Ferguson was the Republican nominee for 6th Congressional District in 1998, but lost to Democratic incumbent Frank Pallone. In 1999, Ferguson moved to the more Republican 7th district, where incumbent Bob Franks was retiring to run for the United States Senate. Ferguson defeated Thomas Kean Jr. and future Governor of West Virginia Patrick Morrisey in the primary. He faced a difficult general election campaign against the Democratic candidate, former Fanwood mayor Maryanne Connelly but narrowly won, receiving 50% of the vote. At 30 years old, Ferguson was the youngest member of the New Jersey Congressional delegation.

Ferguson initially was a Member of the House Financial Services Committee, the Transportation and Infrastructure Committee, and the Small Business Committee. Early in his career he played an active role in committee hearings on corporate accounting scandals at Enron and Worldcom, and cosponsored the Sarbanes-Oxley Act of 2002. He also served on the House–Senate conference committee which produced the first terrorism risk insurance law in the wake of the September 11, 2001 attacks.

In his second term, Ferguson joined the House Energy and Commerce Committee, where he served as Vice Chairman of the Health Subcommittee, and also served on the Telecommunications and Internet Subcommittee and the Oversight and Investigations Subcommittee. During his time on the Energy and Commerce Committee, Ferguson became a key Republican Member on health care issues broadly and a champion for the life sciences industry which employed large numbers of his constituents. This included working with his colleagues to ensure passage of the Medicare Part D prescription drug benefit.

In 2002 and 2004, Ferguson defeated challenges from Democrats Tim Carden and Steve Brozak by comparatively large margins.

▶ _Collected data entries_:
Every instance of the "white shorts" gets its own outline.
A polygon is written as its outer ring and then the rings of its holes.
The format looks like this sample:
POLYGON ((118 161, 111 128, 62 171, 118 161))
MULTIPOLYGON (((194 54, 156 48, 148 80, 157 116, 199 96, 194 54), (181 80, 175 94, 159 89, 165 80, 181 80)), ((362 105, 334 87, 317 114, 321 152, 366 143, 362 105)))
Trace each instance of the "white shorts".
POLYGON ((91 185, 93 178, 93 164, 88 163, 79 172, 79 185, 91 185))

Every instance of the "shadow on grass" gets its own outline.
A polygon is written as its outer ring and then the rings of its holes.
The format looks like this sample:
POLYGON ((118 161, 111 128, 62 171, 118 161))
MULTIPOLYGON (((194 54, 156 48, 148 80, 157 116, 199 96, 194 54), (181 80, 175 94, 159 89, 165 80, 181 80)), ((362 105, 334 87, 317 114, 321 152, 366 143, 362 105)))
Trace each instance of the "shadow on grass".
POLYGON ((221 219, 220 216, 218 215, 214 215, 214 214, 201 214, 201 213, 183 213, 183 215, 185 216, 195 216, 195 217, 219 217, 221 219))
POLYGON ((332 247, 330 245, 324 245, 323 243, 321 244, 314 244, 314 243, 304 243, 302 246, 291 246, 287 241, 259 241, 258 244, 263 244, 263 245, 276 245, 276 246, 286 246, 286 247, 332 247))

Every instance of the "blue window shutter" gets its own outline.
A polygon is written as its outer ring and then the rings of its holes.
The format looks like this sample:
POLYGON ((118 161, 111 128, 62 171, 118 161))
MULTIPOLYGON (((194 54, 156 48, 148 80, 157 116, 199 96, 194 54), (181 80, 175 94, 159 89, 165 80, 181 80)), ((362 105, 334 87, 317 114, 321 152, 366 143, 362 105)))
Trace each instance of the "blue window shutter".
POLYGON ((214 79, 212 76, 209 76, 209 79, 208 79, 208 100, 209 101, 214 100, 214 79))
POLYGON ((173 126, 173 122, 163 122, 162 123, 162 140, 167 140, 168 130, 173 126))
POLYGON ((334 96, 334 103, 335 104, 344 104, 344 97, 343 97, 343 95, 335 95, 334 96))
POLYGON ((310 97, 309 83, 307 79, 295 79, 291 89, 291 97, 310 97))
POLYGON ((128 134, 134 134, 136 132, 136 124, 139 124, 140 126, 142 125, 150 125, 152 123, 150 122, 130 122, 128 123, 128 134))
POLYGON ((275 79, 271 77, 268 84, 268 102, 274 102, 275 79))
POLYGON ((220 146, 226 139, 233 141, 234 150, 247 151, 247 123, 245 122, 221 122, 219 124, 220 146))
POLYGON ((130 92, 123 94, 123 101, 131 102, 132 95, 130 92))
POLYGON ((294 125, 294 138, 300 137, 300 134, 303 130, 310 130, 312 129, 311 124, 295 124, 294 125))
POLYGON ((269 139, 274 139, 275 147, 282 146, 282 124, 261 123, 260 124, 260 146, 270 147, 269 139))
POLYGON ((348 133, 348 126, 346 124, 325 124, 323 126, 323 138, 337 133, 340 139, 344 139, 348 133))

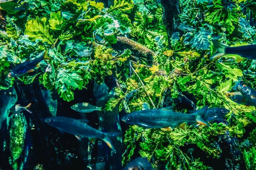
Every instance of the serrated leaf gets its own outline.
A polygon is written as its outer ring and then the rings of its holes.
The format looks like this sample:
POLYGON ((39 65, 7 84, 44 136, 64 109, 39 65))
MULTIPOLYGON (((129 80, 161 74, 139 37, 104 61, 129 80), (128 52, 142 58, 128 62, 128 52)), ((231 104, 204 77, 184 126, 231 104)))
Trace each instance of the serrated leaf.
POLYGON ((57 13, 52 12, 50 14, 51 19, 49 20, 50 28, 53 30, 60 30, 62 28, 63 19, 61 17, 60 11, 58 11, 57 13))
POLYGON ((47 42, 53 45, 52 36, 49 34, 49 26, 45 25, 46 18, 43 17, 41 20, 38 17, 35 19, 29 20, 26 24, 25 34, 29 36, 29 38, 32 41, 37 39, 42 40, 42 42, 47 42))
POLYGON ((153 65, 152 67, 149 68, 149 70, 151 71, 151 73, 152 74, 154 74, 156 72, 158 71, 159 70, 159 68, 158 68, 158 66, 155 65, 153 65))
POLYGON ((55 82, 55 88, 60 97, 64 100, 70 102, 74 99, 74 93, 71 91, 78 88, 81 90, 84 82, 82 78, 70 69, 59 68, 55 82))
POLYGON ((226 93, 231 89, 233 84, 233 80, 230 79, 223 82, 221 82, 220 85, 217 86, 217 89, 219 93, 226 93))
POLYGON ((241 28, 238 28, 238 31, 244 34, 243 35, 243 38, 251 40, 255 36, 256 30, 253 28, 246 20, 243 18, 239 18, 239 26, 241 28))
POLYGON ((174 51, 172 50, 167 50, 163 52, 163 54, 168 57, 172 57, 173 55, 174 51))
POLYGON ((110 7, 109 12, 113 10, 120 10, 123 12, 129 13, 134 7, 134 2, 132 0, 115 0, 114 5, 110 7))
POLYGON ((192 48, 197 50, 207 50, 209 49, 209 40, 207 36, 210 35, 210 32, 206 30, 203 27, 200 27, 200 31, 198 31, 195 37, 191 40, 192 48))

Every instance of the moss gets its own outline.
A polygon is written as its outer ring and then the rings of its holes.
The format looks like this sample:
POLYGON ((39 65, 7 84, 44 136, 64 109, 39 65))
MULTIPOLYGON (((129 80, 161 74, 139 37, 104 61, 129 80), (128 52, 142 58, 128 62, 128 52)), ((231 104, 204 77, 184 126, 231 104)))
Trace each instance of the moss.
MULTIPOLYGON (((14 170, 19 169, 17 160, 20 157, 26 139, 26 122, 23 113, 12 115, 9 123, 10 163, 14 170)), ((20 169, 20 168, 19 168, 20 169)))

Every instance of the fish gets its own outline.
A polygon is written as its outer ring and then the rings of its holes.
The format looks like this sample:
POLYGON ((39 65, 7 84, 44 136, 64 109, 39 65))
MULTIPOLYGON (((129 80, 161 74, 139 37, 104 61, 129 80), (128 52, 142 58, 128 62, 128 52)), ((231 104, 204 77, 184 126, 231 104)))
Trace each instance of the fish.
MULTIPOLYGON (((189 110, 189 113, 192 113, 196 111, 196 110, 189 110)), ((224 117, 230 112, 230 110, 229 110, 226 109, 224 108, 208 108, 206 113, 204 116, 204 119, 206 120, 207 122, 211 121, 224 117)), ((201 124, 198 124, 195 126, 195 128, 196 128, 200 125, 201 124)))
POLYGON ((139 157, 127 164, 123 170, 154 170, 146 158, 139 157))
POLYGON ((46 51, 40 57, 35 60, 28 59, 24 62, 16 65, 7 75, 9 78, 16 77, 22 76, 28 73, 30 73, 38 69, 40 65, 40 62, 44 60, 52 60, 52 57, 49 57, 49 49, 46 51))
POLYGON ((204 106, 192 114, 175 112, 172 106, 159 109, 150 109, 136 111, 124 116, 121 120, 125 123, 137 125, 147 128, 160 128, 172 130, 179 126, 186 129, 187 125, 197 122, 209 126, 207 121, 204 119, 208 106, 204 106))
POLYGON ((237 104, 248 106, 251 105, 240 91, 228 93, 226 94, 226 96, 237 104))
POLYGON ((31 110, 29 110, 29 108, 31 106, 31 103, 28 104, 26 106, 20 106, 20 105, 16 105, 15 107, 13 107, 11 111, 14 114, 19 113, 23 110, 26 110, 32 113, 31 110))
POLYGON ((242 45, 237 47, 228 47, 216 41, 212 40, 213 44, 217 48, 217 53, 211 57, 210 60, 221 57, 227 54, 236 54, 239 56, 236 57, 236 63, 240 62, 247 58, 250 60, 256 60, 256 45, 242 45))
POLYGON ((121 134, 119 132, 105 133, 101 132, 87 124, 87 120, 76 119, 64 116, 50 117, 46 118, 45 122, 52 127, 58 129, 64 134, 64 132, 73 134, 79 140, 86 137, 94 141, 95 138, 103 140, 113 151, 116 150, 112 144, 111 139, 121 134))
MULTIPOLYGON (((244 97, 244 99, 247 101, 250 106, 253 106, 256 109, 256 91, 246 85, 239 84, 237 88, 244 97)), ((243 102, 243 101, 242 101, 243 102)))
POLYGON ((94 110, 102 110, 101 107, 95 106, 86 102, 76 104, 72 106, 71 108, 74 110, 81 113, 90 113, 94 110))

▶ _Work request A_: Using the passage above on Ferguson's congressional career, decide whether each statement agrees with it: (i) Ferguson won the 1998 race for the 6th Congressional District; (ii) Ferguson cosponsored the Sarbanes-Oxley Act of 2002; (iii) Ferguson received 60% of the vote against Maryanne Connelly. Answer yes or no for each and quote the words of the passage that decide it.
▶ _Work request B_: Summarize the passage on Ferguson's congressional career in two sentences.
▶ _Work request C_: Resume the passage on Ferguson's congressional career, continuing after its final sentence.

▶ _Your response A_:
(i) No: "lost to Democratic incumbent Frank Pallone"
(ii) Yes: "cosponsored the Sarbanes-Oxley Act of 2002"
(iii) No: "narrowly won, receiving 50% of the vote"

▶ _Your response B_: After losing the 1998 race for New Jersey's 6th Congressional District, Ferguson moved to the more Republican 7th district, won the primary and then narrowly won the general election, becoming the youngest member of the state's congressional delegation at 30. In Congress he served on committees including Financial Services and Energy and Commerce, working on corporate accounting scandals, terrorism risk insurance and health care issues such as the Medicare Part D prescription drug benefit, and he won reelection in 2002 and 2004 by comparatively large margins.

▶ _Your response C_:
In 2005, citing his family's own experience in providing care to his mother as she fought cancer, Ferguson sponsored the Lifespan Respite Care Act, which authorized $289 million in grants to states to train volunteers and provide respite care services to sick and elderly family members or children with special needs. President George W. Bush signed Ferguson's legislation into law December 21, 2006.

In 2006, Ferguson won reelection in a tight race with Democratic state legislator Linda Stender. Stender attempted to portray him as too conservative for the district and tie him with President Bush, who was extremely unpopular at the time in New Jersey. The 7th district had a slight Republican lean, and Stender won the more liberal suburban counties of Middlesex and Union. Ferguson managed to win reelection by winning large margins in the more conservative areas in Somerset and Hunterdon counties, and holding Stender to only a small lead in Union. Overall, he defeated Stender by just over 3,000 votes and a margin of less than 2 percentage points.

=== Retirement ===
Ferguson announced on November 19, 2007, that he would not run for re-election in 2008, stating that he wanted to spend more time with his family. He was succeeded by fellow Republican Leonard Lance, a state senator. Ferguson and his wife Maureen have five children.

=== Awards ===
Ferguson was the recipient of the 2005 Outstanding Legislator of the Year award from the New Jersey Veterans of Foreign Wars, the 2006 Legislator of the Year Award from the National Visiting Nurses Association, and the 2007 Congressional Award from the Leukemia & Lymphoma Society.

=== Voting record ===
Overall, Ferguson's voting record was moderate by national Republican standards, as is typical of Republicans from New Jersey. He was known as a social conservative and staunch advocate for anti-abortion causes, obtaining a 100% rating by the National Right to Life Committee.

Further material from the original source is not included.